Problems to solve »
1 > In the news excerpt on the flogging in Aceh, how many lashes did the man accused of instigating the relationship receive?
2 > Write out the part of the news excerpt on the flogging in Aceh that opens with the words containing "They were taken" and closes with "in the country.".

┌─ Supplied passage

While gay sex is not illegal elsewhere in Indonesia -- the world's most populous Muslim-majority nation -- it is outlawed in Aceh, which imposes a version of sharia, the Islamic legal code.
The flogging began before midday at a park in provincial capital Banda Aceh, with one man accused of instigating the relationship lashed 82 times and the second man 77 times.
Both were caned with a rattan stick as dozens watched on, according to an AFP journalist present.
The men's sentences were reduced by three lashes for three months spent in detention.
In November, locals raided a rented room in Banda Aceh and found the two men -- both students at a local university -- together.
They were taken to sharia police for the alleged crime of sexual relations.
Rights advocates slammed the punishment as part of a wider trend of discrimination against LGBTQ people in the country.
"The intimidation, discrimination and abuses against LGBTQ individuals in Aceh are like a bottomless well," Andreas Harsono, Indonesia researcher at Human Rights Watch, told AFP.
"The Aceh government should learn from these mistakes and review their Islamic criminal code."

└─
┌─ Dataset extract

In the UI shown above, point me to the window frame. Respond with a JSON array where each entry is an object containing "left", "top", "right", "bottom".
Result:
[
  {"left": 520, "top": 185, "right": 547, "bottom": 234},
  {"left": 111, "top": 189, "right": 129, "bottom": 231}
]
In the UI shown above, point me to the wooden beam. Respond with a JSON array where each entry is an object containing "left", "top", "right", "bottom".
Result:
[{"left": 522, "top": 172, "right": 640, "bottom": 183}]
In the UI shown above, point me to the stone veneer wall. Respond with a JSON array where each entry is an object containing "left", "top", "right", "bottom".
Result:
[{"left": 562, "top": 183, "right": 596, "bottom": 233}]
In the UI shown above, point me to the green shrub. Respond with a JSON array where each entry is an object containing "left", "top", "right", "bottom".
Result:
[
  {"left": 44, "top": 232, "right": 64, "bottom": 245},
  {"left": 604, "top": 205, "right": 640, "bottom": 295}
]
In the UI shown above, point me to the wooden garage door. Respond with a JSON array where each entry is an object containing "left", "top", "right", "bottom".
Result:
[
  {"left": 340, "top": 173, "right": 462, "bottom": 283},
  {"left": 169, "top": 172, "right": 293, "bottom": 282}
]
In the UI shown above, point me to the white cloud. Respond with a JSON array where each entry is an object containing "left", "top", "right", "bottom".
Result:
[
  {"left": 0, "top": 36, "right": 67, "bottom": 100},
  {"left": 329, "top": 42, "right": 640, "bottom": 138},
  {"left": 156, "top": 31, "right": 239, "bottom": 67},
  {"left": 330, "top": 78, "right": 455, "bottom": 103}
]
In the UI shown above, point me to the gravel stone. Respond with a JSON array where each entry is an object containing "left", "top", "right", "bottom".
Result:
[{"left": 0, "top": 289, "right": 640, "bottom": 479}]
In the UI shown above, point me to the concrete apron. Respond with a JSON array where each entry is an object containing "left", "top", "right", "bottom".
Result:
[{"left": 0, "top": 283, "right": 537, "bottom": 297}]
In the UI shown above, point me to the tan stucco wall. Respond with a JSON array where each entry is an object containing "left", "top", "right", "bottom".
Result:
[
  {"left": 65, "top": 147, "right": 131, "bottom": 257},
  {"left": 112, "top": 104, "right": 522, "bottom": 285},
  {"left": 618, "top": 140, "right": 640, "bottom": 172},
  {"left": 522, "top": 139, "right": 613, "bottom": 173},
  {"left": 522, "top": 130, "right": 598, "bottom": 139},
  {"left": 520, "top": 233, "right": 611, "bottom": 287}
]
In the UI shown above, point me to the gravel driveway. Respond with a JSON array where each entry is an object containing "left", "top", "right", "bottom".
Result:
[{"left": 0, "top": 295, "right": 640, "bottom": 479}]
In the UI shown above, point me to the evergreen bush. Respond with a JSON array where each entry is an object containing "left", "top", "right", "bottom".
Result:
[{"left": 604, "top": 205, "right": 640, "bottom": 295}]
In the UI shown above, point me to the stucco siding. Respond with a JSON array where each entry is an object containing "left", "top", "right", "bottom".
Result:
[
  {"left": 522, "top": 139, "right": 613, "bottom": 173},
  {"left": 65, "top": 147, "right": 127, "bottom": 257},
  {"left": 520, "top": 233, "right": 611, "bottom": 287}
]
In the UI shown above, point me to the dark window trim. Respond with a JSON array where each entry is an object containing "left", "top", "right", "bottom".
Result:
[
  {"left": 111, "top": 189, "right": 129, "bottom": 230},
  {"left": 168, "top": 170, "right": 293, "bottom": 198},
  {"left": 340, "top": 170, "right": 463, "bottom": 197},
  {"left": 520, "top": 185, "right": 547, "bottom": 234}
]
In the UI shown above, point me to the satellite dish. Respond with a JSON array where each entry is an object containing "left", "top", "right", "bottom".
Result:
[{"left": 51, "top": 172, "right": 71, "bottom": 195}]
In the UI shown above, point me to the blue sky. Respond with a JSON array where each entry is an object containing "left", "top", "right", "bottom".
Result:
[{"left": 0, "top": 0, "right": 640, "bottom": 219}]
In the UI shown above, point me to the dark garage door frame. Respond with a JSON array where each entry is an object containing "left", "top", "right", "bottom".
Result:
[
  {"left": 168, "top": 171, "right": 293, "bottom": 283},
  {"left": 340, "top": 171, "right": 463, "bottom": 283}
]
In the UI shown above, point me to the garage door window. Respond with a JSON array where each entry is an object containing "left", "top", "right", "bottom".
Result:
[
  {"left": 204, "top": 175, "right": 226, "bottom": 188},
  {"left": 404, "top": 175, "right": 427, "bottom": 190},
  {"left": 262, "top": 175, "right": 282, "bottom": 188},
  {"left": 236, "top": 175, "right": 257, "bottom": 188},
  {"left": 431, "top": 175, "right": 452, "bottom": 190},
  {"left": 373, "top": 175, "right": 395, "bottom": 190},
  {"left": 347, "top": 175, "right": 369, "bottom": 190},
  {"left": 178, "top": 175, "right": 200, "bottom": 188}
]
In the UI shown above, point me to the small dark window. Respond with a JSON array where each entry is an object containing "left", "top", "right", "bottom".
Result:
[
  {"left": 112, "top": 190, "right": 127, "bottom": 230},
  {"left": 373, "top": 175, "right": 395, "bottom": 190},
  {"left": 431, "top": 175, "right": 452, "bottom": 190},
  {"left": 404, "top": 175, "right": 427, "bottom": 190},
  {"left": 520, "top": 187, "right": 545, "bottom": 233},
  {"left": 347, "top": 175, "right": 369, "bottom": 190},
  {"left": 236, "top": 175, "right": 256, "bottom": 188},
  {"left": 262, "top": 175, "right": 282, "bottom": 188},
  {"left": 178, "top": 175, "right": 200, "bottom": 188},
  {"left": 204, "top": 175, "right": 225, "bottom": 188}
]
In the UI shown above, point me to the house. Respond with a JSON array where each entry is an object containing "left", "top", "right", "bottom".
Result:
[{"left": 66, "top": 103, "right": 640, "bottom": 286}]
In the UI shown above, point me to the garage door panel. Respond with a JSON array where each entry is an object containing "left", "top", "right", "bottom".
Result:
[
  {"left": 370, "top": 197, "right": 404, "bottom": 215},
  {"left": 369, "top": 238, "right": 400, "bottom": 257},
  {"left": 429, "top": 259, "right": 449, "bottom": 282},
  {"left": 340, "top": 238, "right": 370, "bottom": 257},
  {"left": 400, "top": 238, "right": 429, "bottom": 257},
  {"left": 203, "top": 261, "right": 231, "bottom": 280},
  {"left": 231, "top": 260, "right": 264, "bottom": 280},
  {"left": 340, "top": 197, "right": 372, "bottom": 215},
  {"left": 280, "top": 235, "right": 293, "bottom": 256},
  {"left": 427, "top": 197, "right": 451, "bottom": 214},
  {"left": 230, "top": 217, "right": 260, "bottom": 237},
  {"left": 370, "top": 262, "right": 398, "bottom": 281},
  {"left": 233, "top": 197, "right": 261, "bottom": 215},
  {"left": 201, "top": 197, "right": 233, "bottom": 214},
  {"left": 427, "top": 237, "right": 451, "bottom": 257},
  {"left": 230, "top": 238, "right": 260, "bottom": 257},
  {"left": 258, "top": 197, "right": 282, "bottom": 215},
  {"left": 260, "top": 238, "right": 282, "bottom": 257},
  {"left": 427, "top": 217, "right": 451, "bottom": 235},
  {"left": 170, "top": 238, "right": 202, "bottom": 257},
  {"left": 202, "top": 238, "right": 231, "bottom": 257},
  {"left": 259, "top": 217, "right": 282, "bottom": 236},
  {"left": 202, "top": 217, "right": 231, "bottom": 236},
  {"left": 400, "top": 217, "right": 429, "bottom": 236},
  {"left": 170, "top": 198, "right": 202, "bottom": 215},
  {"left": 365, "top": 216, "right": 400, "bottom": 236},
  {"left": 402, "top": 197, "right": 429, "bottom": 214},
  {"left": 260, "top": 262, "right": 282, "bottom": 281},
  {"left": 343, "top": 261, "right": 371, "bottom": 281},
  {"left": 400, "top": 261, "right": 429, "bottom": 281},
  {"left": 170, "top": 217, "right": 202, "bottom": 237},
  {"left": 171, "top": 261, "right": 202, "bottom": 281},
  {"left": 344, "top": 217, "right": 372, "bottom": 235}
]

└─

Solutions to each task »
1 > 82 lashes.

2 >
They were taken to sharia police for the alleged crime of sexual relations.
Rights advocates slammed the punishment as part of a wider trend of discrimination against LGBTQ people in the country.